> Task objective:
For each line below that includes the word "door", make a copy.
++++ Material shown
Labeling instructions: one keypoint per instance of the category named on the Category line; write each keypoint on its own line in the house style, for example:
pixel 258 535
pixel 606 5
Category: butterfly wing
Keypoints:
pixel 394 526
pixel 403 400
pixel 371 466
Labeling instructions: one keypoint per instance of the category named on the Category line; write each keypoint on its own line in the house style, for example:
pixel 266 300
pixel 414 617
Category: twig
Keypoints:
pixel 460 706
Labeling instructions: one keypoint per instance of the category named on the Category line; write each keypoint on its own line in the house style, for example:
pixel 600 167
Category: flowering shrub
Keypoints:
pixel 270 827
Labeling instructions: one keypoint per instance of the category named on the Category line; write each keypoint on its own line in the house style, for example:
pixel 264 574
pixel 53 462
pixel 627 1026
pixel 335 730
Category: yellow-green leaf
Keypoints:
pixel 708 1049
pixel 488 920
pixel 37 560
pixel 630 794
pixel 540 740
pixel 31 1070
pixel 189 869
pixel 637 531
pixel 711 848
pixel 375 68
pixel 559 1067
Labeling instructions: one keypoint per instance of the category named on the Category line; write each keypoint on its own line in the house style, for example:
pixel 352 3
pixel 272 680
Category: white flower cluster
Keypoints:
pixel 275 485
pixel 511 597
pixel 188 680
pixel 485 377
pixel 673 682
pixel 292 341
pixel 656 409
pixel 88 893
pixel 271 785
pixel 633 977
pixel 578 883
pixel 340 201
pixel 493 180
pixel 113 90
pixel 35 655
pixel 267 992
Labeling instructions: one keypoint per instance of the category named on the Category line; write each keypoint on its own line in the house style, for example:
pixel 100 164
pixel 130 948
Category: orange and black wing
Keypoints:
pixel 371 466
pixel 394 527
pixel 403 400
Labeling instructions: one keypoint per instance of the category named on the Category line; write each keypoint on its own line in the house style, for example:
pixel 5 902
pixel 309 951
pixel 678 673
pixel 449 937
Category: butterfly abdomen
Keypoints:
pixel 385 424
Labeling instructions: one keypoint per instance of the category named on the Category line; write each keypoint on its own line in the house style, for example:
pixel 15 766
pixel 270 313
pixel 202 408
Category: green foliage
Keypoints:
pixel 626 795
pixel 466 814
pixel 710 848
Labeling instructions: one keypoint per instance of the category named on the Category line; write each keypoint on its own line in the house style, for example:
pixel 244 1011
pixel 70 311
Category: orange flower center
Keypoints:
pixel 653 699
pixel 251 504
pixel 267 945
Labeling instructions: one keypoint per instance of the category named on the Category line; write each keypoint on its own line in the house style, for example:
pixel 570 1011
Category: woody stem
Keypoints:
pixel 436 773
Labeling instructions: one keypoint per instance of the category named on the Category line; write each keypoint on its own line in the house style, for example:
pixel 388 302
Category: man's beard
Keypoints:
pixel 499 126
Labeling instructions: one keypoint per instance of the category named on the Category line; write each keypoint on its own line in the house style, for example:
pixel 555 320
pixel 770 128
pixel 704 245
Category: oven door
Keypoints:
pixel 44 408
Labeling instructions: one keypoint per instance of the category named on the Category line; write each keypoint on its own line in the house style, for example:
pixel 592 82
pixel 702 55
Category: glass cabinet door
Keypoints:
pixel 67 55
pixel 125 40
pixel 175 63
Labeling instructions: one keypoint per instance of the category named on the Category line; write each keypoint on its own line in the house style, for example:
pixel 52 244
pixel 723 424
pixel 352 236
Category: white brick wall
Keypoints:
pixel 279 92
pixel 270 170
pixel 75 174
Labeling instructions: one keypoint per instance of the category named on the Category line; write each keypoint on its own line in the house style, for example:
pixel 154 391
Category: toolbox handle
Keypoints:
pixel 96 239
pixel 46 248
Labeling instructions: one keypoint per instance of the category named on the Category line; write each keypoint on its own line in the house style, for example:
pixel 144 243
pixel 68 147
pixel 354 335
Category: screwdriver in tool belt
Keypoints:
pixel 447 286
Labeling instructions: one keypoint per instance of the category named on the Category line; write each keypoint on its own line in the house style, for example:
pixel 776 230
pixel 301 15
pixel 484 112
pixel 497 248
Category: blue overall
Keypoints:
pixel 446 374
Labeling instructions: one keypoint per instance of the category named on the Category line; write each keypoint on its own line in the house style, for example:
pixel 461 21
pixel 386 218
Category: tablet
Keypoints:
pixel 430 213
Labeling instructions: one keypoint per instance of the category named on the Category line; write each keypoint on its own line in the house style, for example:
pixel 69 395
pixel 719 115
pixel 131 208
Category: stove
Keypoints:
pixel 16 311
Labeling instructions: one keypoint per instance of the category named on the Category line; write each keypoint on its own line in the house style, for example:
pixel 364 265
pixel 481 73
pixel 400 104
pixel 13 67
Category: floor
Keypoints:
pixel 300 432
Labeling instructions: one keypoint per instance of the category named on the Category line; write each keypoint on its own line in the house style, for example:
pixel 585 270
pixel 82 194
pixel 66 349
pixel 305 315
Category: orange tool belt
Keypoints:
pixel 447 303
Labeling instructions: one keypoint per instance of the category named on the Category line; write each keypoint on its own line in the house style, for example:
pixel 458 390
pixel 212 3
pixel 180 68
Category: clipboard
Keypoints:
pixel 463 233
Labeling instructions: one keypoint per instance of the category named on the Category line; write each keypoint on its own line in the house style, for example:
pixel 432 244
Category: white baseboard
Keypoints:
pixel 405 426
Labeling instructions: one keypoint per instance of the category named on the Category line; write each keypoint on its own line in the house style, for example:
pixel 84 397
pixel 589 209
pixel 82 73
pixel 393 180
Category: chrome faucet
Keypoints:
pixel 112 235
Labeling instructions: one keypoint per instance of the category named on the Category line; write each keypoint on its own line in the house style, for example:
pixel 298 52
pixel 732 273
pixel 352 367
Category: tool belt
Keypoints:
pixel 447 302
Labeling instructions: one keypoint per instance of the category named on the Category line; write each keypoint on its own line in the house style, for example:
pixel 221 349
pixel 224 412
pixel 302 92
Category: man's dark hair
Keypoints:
++++++++
> Task response:
Category: oven door
Category: glass cabinet door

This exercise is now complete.